BEGIN

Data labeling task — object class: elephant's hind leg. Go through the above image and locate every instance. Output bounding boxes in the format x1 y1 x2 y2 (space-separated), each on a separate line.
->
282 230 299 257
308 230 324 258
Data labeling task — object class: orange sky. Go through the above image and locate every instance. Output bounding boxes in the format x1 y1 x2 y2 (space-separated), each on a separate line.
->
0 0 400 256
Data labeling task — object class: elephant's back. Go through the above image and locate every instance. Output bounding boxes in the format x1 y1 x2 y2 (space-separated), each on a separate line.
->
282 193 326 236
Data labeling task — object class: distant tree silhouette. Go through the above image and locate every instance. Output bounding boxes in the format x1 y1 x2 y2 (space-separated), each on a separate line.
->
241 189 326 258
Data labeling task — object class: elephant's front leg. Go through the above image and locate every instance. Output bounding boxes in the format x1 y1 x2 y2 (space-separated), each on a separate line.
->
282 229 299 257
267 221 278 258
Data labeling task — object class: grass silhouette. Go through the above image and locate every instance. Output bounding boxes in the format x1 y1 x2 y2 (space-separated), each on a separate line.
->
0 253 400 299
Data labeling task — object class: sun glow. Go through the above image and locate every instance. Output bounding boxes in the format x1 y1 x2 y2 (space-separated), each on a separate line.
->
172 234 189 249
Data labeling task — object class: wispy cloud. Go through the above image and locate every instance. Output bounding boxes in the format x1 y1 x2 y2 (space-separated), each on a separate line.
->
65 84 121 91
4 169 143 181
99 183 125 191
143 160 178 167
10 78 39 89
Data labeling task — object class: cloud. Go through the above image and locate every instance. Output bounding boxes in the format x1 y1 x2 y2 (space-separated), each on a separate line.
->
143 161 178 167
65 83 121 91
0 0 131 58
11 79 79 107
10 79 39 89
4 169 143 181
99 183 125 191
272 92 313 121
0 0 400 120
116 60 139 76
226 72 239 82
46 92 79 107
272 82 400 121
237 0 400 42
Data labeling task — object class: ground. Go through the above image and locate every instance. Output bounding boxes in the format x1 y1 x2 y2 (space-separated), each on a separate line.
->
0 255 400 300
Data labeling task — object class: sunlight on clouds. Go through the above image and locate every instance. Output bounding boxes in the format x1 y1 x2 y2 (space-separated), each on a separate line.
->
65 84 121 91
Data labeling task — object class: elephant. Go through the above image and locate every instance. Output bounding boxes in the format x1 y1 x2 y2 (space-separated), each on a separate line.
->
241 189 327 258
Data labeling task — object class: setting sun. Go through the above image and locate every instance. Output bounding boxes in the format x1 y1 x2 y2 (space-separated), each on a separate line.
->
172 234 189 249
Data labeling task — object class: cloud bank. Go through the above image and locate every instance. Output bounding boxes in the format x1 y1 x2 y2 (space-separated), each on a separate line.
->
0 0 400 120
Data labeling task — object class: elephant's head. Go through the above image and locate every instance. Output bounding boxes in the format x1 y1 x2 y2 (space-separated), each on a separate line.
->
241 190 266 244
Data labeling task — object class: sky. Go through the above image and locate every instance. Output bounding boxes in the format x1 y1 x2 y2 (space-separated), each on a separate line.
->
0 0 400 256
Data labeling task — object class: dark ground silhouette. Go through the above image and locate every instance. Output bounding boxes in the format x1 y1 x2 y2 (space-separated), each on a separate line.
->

END

- _Set problem_: Extract every line of the listing above and reproduce each one verbatim, in its original order.

- _Exercise response_:
Data labeling task — object class: elephant's hind leg. Go through the above image and locate every instance. Output bounding boxes in the format x1 y1 x2 y2 (space-separated), each on a separate line.
->
282 230 299 257
308 230 324 258
Data labeling task — object class: orange sky. Go through the above image and locate every instance. Output bounding boxes in the format x1 y1 x2 y2 (space-separated), each on a separate line.
->
0 0 400 256
Data labeling task — object class: elephant's back. Go through the above image and locate every instance. Output bounding boxes in the format x1 y1 x2 y2 (space-separated), each on a separate line.
->
282 193 326 236
Data labeling task — object class: distant tree silhouette. Go through the above image and locate every instance. Output bounding boxes in the format x1 y1 x2 y2 (space-separated), each on a separate line.
->
241 189 326 258
Data labeling task — object class: elephant's front leg. Go through the above image and locate every instance. Output bounding boxes in the format x1 y1 x2 y2 (space-separated), each on a separate line.
->
282 229 299 257
267 221 278 258
Data labeling task — object class: grass silhouette. Go through the above image and locate every instance. Output bounding boxes in the format x1 y1 x2 y2 (space-separated), each on a separate line.
->
0 253 400 299
Data labeling task — object class: sun glow. Go through the above image and locate every instance. Output bounding boxes in the format x1 y1 x2 y2 (space-separated), each on a separate line.
->
172 234 189 249
Data labeling task — object class: wispy cloud. Go through the above image and locate every instance. Output bounding boxes in the format x1 y1 x2 y2 (space-separated), each on a separate line.
->
65 84 121 91
4 169 143 181
99 183 125 191
143 160 178 167
10 78 39 89
Data labeling task — object class: cloud. Go through the above image and locate every instance. Output bounding boxes in the format x1 y1 x2 y2 (space-separated), each on a separate line.
->
143 161 178 167
65 83 121 91
0 0 131 58
11 79 79 107
10 79 39 89
4 169 143 181
99 183 125 191
272 92 313 121
0 0 400 120
116 60 139 76
226 72 239 82
46 92 79 107
272 82 400 121
237 0 400 42
Data labeling task — object class: ground. Go through the above image and locate every instance. Output bounding boxes in the format x1 y1 x2 y2 (space-separated), each on a separate line.
->
0 255 400 300
Data labeling task — object class: sunlight on clouds. Go through the above image and locate every instance. Output bounding boxes in the format x1 y1 x2 y2 (space-separated), each on a separate line.
->
65 84 121 91
Data labeling task — object class: elephant. Go through the above image and locate every instance. Output bounding boxes in the format x1 y1 x2 y2 (space-separated), each on a separate line.
->
241 189 327 258
Data labeling task — object class: setting sun. Go through the above image and locate every instance. Output bounding boxes in the format x1 y1 x2 y2 (space-separated), each on a separate line.
->
172 234 189 249
Data labeling task — object class: cloud bank. Go through the above image and locate every instance. Output bounding boxes in the format x1 y1 x2 y2 (space-separated), each on a separate line.
->
0 0 400 120
Data labeling task — object class: elephant's head. Go through the above image and locate every instance. Output bounding boxes in the format x1 y1 x2 y2 (space-separated), each on a separate line.
->
241 190 266 244
Data labeling task — object class: sky. Go through the above image and locate every instance. Output bounding boxes in the format x1 y1 x2 y2 (space-separated), each on a separate line.
->
0 0 400 256
Data labeling task — object class: dark ground silhouette. Go through the above image and locate every instance. Output bounding boxes in the format x1 y1 x2 y2 (space-separated), each on a separate line.
->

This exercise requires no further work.